<<<<

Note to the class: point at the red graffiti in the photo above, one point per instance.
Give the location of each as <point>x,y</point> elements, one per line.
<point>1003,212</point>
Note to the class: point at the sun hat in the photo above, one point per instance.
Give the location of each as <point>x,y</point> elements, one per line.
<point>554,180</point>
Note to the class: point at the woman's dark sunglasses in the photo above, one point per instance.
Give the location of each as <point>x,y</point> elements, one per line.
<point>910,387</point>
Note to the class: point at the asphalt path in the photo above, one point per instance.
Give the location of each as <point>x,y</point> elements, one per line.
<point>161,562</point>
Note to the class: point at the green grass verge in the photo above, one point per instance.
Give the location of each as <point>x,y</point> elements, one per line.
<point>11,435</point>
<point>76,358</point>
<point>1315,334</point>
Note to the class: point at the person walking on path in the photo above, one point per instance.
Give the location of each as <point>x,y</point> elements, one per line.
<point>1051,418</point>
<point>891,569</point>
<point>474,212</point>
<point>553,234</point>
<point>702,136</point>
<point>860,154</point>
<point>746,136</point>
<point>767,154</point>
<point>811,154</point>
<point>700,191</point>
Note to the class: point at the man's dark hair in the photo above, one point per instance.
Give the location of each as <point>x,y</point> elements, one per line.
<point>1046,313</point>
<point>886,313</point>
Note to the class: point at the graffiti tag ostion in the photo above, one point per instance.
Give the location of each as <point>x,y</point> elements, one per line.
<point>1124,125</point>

>>>>

— Aim of the task —
Format the lines running from the line with "Note to the class: point at the man's" up to and including the line with "<point>886,313</point>" as a JSON list of strings, one string per line, with blank lines left out.

— Worked answer —
[
  "Note to the class: point at the man's dark hair in the photo above, one point per instance.",
  "Give the location of each as <point>x,y</point> elements, one per line.",
  "<point>1046,313</point>",
  "<point>886,313</point>"
]